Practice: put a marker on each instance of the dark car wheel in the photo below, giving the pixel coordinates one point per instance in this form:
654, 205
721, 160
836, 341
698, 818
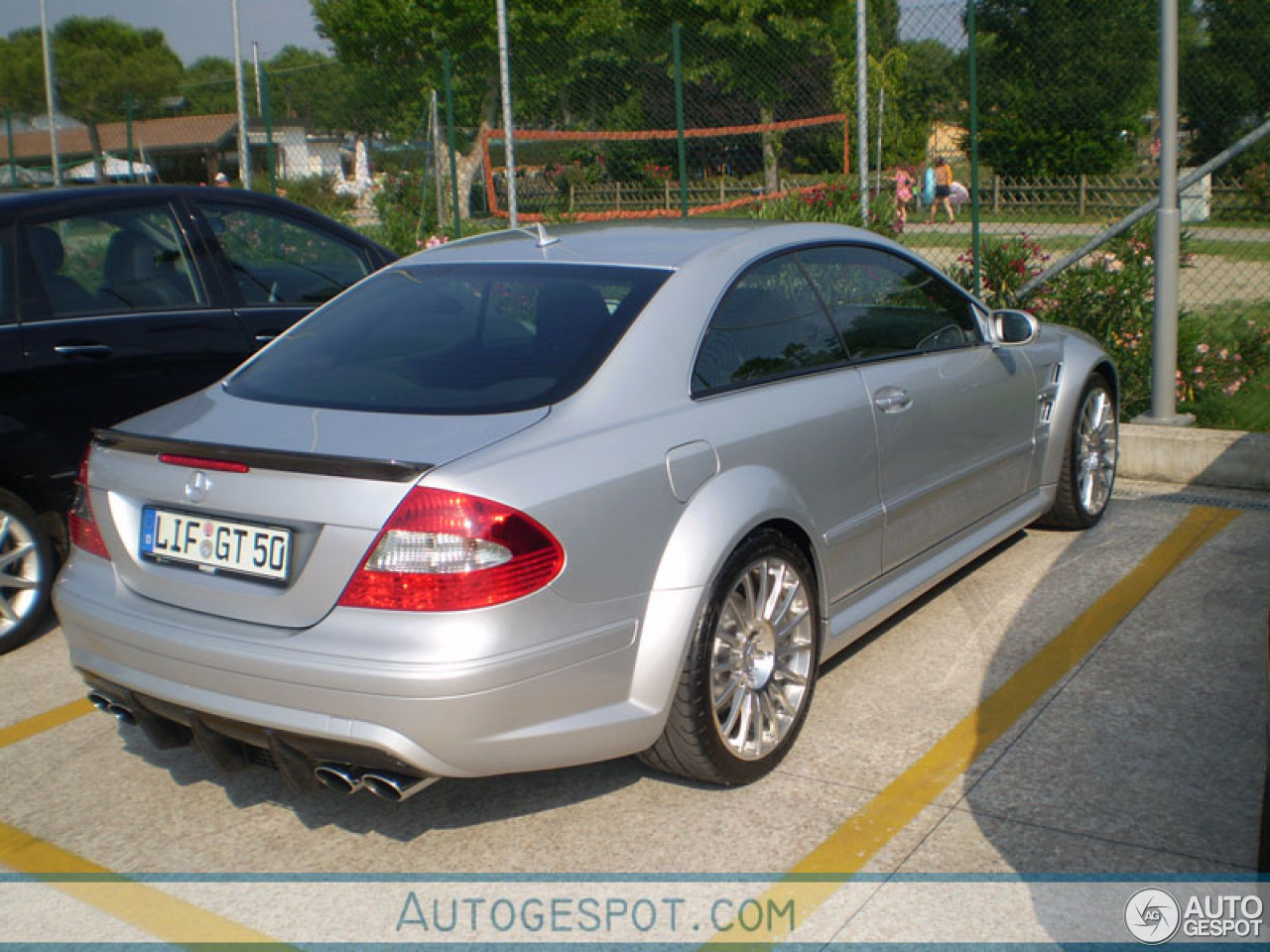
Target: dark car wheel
26, 571
1088, 462
749, 675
*****
What you have to do: Copy the rows above word for word, leaving out the pictures.

Answer to this problem:
Practice: put a marker on each instance of the dark car wheel in the photo below, giving the pixel coordinates one point per instance in this form:
654, 205
721, 160
836, 341
698, 818
Target: dark car wheel
26, 571
1088, 462
749, 675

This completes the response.